- Work to complete: Rewrite everything from the line containing "Where can you spot the train?" down to the last of the lines, changing "a point for each instance" to "one point per instance" and keeping all else unchanged.

(Excerpts from point annotation data)
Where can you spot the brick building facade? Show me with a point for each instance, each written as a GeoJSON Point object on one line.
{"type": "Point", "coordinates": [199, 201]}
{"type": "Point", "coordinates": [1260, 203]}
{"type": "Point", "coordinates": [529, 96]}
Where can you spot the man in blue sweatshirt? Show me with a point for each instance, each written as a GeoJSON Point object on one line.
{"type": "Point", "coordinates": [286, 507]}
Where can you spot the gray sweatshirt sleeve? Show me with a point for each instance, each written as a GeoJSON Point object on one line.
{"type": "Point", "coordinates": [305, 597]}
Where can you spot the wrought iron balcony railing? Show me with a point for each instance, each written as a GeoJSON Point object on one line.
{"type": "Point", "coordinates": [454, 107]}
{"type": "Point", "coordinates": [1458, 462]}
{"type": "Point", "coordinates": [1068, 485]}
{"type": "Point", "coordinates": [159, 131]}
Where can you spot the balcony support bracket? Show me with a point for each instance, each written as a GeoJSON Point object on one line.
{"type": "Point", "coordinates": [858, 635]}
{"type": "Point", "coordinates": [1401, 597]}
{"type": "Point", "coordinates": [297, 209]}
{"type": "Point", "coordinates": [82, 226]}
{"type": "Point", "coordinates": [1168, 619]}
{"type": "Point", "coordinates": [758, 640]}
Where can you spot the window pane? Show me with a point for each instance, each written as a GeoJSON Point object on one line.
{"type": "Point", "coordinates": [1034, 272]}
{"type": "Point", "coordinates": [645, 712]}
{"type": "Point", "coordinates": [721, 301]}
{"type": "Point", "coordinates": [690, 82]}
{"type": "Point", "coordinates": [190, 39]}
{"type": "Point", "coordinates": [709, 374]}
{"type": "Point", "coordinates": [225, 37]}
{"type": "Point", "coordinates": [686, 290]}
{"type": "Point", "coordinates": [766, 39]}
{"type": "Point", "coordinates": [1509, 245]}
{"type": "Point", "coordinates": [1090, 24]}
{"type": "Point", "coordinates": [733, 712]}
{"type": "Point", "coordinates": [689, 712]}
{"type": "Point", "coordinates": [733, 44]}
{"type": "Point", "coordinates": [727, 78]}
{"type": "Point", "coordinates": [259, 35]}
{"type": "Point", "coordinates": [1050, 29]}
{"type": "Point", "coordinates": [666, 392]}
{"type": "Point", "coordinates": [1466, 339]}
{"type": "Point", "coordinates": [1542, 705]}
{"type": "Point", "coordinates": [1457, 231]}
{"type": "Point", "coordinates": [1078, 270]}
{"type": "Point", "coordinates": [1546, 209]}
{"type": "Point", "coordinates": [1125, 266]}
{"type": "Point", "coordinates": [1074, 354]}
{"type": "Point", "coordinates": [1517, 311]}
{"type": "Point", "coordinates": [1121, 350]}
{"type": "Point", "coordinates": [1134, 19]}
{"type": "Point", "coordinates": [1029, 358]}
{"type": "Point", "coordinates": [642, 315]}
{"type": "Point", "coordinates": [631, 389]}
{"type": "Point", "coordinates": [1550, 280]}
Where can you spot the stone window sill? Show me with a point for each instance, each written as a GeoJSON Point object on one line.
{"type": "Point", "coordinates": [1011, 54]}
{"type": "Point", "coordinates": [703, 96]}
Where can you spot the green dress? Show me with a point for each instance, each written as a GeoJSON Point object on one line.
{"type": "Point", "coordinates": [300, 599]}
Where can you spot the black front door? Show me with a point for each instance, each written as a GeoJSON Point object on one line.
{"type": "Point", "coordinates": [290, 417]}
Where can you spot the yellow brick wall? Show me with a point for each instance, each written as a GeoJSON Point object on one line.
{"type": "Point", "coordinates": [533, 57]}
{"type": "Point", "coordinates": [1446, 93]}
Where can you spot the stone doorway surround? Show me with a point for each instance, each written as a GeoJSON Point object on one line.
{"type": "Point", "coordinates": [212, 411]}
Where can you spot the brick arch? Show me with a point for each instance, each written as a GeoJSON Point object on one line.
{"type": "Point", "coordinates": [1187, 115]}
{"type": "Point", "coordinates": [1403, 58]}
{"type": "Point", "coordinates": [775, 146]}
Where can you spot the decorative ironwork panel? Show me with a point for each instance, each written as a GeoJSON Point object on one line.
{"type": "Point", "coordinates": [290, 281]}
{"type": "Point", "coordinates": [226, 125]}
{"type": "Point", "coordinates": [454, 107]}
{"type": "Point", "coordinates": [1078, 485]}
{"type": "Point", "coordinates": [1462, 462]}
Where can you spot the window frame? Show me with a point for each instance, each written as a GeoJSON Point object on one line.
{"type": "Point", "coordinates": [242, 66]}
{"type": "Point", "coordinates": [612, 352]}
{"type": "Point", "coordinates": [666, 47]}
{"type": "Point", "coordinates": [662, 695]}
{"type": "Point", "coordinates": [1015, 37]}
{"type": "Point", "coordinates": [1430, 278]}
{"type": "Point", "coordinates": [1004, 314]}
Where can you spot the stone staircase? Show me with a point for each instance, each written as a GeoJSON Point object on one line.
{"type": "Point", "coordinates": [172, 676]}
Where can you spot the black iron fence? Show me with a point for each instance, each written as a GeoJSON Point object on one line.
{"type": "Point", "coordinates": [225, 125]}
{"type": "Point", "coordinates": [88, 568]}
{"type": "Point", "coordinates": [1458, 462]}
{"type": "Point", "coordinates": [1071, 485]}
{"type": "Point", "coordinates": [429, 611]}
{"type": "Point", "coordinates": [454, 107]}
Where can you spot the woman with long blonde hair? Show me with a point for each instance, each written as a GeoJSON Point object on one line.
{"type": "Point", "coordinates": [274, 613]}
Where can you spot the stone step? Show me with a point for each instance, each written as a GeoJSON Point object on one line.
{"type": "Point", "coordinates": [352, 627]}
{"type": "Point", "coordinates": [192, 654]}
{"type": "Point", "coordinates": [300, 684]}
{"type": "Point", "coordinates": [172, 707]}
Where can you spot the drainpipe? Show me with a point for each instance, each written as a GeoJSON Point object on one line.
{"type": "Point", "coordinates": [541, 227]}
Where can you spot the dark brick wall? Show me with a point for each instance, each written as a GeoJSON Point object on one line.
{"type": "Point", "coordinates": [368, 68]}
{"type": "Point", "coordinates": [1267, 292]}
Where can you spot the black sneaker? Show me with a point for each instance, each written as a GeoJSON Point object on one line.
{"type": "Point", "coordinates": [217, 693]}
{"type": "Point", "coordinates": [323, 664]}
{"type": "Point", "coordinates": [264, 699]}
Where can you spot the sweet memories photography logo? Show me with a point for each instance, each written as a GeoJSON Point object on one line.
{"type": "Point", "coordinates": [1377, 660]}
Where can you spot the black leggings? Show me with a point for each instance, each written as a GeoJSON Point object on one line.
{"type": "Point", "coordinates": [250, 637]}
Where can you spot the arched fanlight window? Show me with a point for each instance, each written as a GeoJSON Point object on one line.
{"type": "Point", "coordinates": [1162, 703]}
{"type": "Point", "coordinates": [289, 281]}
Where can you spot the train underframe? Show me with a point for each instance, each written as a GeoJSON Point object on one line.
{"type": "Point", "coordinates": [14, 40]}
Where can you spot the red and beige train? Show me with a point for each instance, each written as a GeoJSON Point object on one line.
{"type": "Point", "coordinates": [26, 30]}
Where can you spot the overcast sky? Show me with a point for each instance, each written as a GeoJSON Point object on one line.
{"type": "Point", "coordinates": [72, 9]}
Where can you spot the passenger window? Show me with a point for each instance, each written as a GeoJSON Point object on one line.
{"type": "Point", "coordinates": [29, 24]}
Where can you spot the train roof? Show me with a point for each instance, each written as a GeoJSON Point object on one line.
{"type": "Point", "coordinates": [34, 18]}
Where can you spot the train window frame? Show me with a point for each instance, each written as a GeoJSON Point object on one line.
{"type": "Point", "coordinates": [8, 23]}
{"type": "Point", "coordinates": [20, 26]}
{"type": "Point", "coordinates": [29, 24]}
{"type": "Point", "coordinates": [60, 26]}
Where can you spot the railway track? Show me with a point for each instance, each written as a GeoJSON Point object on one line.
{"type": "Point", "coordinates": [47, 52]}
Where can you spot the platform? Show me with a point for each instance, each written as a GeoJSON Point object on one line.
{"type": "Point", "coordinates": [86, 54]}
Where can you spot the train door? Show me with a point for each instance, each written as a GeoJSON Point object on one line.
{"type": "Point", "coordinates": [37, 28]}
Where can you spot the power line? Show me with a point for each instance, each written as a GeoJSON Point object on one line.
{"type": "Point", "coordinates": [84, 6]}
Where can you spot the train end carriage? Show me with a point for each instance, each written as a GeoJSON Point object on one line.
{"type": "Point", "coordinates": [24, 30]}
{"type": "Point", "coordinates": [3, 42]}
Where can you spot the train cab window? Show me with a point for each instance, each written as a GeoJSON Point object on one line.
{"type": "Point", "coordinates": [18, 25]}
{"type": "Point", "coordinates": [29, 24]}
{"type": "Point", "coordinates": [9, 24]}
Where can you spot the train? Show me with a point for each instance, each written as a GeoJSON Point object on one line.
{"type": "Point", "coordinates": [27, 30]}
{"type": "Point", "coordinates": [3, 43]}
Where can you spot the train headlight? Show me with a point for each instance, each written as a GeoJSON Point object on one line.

- Exercise solution:
Where can you spot the train? Show me with one point per instance, each written as a GeoJSON Point object on one line.
{"type": "Point", "coordinates": [27, 30]}
{"type": "Point", "coordinates": [3, 43]}
Where can you spot the train headlight? Show me with one point per instance, each written as a GeoJSON Point object on one line.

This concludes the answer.